** Opening DOCUMENT SEGMENT block **

A third option, championed by some Manhattan Project scientists and diplomats, was a technical demonstration: an atomic explosion on an uninhabited site, under international observation, preceded by a clear ultimatum to Japan (Alperovitz 1996). The idea promised to preserve some moral restraint while showcasing overwhelming technological superiority. Yet the fear of technical failure or reduced psychological impact, combined with doubts about Japanese leaders’ willingness to surrender without concrete devastation, led to its rejection. Truman and his advisers judged that a failed demonstration would embolden the enemy and weaken U.S. leverage vis-à-vis both Tokyo and Moscow.

Beyond these calculated scenarios, the atomic bomb also appeared as a politico-strategic instrument for managing the emerging post-war order. Historians such as Barton J. Bernstein and Tsuyoshi Hasegawa emphasize that U.S. leaders saw in the bomb a way to end the war before the Soviet Union could significantly shape the settlement in East Asia, and to signal a new hierarchy of power (Bernstein 1995; Hasegawa 2005). In this reading, Hiroshima and Nagasaki were not purely dictated by battlefield necessity but also by diplomatic anticipation: the first act of nuclear statecraft as much as the last act of World War II. The resulting decision thus sits at the crossroads of operational urgency, domestic constraints, alliance management, and systemic signaling—an intersection in which rational calculations coexist uneasily with blind spots and moral evasions (Freedman, 2003).

** Closing DOCUMENT SEGMENT block **
** Opening RECORDS block **

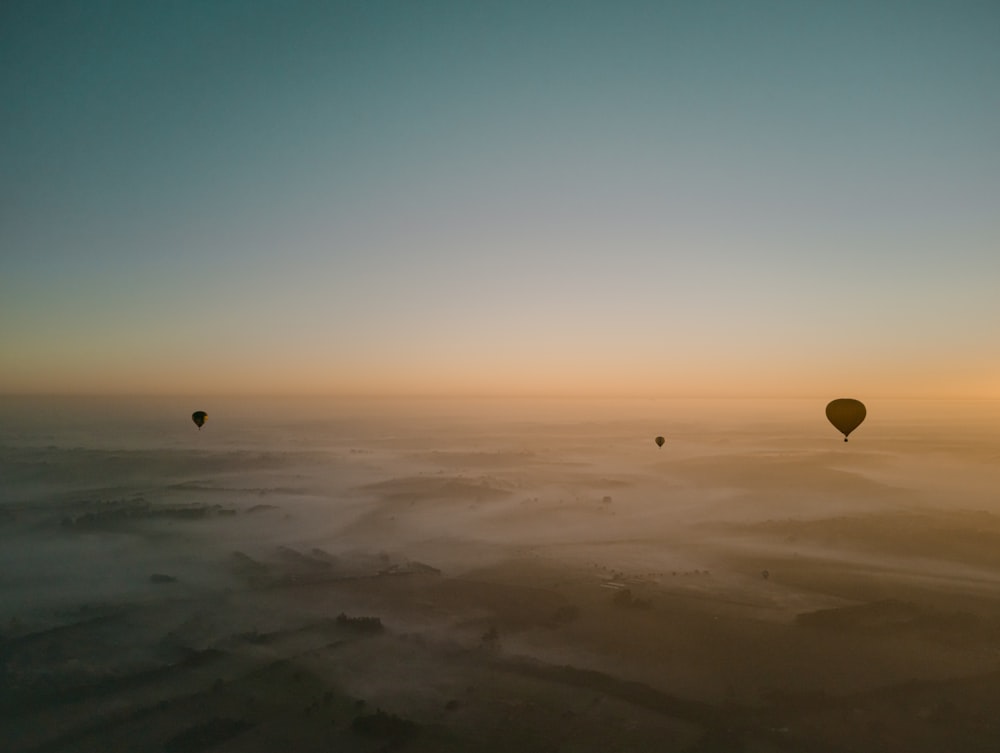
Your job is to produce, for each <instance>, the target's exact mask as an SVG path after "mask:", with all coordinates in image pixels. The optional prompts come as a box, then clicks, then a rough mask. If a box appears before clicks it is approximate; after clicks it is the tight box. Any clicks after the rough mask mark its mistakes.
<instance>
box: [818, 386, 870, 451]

** Closing RECORDS block **
** Opening RECORDS block **

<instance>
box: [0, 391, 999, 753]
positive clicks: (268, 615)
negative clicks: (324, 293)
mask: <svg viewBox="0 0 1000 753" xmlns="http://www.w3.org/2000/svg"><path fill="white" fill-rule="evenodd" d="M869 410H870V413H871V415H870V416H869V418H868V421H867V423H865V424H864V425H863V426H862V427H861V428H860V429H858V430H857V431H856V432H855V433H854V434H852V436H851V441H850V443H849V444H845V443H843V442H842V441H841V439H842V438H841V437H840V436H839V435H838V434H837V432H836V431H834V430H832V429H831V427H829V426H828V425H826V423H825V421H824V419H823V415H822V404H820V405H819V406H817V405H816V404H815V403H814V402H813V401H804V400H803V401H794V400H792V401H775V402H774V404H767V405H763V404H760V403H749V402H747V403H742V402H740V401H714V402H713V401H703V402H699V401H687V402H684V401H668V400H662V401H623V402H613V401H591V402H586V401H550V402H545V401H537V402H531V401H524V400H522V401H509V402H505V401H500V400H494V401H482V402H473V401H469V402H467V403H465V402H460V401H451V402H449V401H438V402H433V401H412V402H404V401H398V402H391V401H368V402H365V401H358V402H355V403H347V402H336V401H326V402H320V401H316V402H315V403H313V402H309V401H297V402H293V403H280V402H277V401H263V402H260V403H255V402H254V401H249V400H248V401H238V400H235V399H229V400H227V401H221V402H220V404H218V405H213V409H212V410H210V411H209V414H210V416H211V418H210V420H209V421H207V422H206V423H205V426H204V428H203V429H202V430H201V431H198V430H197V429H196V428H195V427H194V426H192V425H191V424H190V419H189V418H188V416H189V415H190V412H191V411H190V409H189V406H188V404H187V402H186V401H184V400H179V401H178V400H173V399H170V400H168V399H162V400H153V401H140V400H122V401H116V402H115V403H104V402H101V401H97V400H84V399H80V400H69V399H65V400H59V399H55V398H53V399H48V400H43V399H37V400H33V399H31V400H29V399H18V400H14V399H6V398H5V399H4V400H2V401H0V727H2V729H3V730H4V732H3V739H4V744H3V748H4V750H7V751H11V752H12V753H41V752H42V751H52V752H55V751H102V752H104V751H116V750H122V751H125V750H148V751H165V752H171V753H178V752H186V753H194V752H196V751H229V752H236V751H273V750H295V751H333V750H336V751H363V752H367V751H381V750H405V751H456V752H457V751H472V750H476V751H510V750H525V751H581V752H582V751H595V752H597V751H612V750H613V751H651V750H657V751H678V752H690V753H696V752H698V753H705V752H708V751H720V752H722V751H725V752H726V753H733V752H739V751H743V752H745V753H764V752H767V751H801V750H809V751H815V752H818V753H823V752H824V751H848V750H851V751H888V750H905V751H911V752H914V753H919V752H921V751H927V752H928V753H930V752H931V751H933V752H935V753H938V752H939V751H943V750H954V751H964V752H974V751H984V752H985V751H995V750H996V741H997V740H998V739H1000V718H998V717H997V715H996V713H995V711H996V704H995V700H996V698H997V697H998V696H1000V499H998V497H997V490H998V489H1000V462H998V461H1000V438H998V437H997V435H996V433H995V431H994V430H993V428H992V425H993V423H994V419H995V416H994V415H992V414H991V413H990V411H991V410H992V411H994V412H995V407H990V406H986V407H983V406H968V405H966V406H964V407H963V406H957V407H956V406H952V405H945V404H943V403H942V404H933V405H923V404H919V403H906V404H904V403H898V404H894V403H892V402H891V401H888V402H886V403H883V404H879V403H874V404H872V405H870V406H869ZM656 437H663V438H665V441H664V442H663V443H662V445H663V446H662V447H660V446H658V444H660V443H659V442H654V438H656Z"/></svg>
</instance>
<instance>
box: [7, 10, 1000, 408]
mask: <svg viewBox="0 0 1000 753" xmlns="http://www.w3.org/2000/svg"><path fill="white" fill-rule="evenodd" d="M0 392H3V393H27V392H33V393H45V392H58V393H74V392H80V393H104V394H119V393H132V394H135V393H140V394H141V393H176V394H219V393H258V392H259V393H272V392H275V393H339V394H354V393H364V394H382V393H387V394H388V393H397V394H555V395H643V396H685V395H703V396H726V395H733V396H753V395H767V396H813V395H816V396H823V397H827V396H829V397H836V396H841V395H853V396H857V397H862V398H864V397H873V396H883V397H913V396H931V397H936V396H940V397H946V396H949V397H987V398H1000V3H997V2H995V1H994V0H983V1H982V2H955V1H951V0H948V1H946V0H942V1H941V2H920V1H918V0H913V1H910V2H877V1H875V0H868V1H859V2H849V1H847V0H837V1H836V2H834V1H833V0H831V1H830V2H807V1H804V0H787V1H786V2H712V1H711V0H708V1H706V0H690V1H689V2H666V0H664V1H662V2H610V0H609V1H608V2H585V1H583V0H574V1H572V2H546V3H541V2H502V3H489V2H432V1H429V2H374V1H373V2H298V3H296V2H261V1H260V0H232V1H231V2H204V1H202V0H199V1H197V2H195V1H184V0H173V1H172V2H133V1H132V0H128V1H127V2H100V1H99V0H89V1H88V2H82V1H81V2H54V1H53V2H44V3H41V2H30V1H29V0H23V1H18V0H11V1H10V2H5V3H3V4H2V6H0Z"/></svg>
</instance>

** Closing RECORDS block **
** Opening RECORDS block **

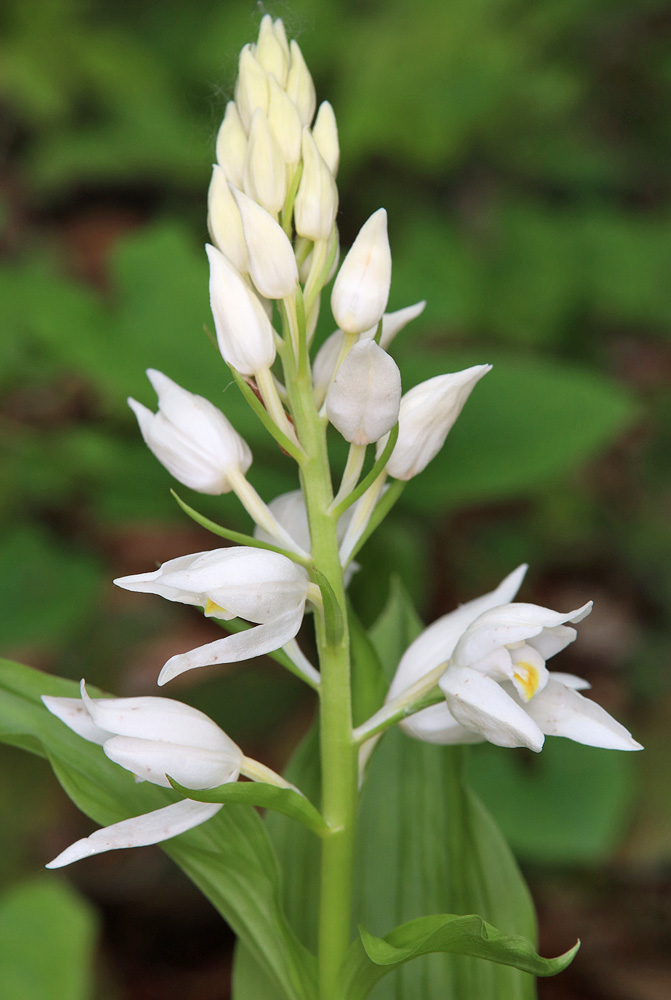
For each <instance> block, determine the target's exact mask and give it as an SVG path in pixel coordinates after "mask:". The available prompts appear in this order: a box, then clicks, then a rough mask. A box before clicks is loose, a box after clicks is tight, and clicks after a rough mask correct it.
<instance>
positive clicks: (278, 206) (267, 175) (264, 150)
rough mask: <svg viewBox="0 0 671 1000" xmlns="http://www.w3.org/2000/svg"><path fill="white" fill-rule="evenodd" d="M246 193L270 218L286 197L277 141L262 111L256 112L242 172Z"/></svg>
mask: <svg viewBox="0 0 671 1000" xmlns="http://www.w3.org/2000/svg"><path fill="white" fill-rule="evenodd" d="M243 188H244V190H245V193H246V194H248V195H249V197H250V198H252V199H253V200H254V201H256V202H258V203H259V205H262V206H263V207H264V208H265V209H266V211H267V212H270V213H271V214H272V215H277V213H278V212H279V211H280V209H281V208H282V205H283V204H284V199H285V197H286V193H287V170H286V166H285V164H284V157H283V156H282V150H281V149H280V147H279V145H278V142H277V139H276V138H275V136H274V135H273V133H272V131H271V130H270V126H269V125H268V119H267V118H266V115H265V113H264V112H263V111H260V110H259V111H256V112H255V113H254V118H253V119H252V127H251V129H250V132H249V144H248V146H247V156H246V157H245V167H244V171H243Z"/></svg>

** Closing RECORDS block **

## WHAT TO DO
Copy the passage on the decision to use the atomic bomb word for word, from "Beyond these calculated" up to and including "evasions (Freedman, 2003).".

## YOUR SOLUTION
Beyond these calculated scenarios, the atomic bomb also appeared as a politico-strategic instrument for managing the emerging post-war order. Historians such as Barton J. Bernstein and Tsuyoshi Hasegawa emphasize that U.S. leaders saw in the bomb a way to end the war before the Soviet Union could significantly shape the settlement in East Asia, and to signal a new hierarchy of power (Bernstein 1995; Hasegawa 2005). In this reading, Hiroshima and Nagasaki were not purely dictated by battlefield necessity but also by diplomatic anticipation: the first act of nuclear statecraft as much as the last act of World War II. The resulting decision thus sits at the crossroads of operational urgency, domestic constraints, alliance management, and systemic signaling—an intersection in which rational calculations coexist uneasily with blind spots and moral evasions (Freedman, 2003).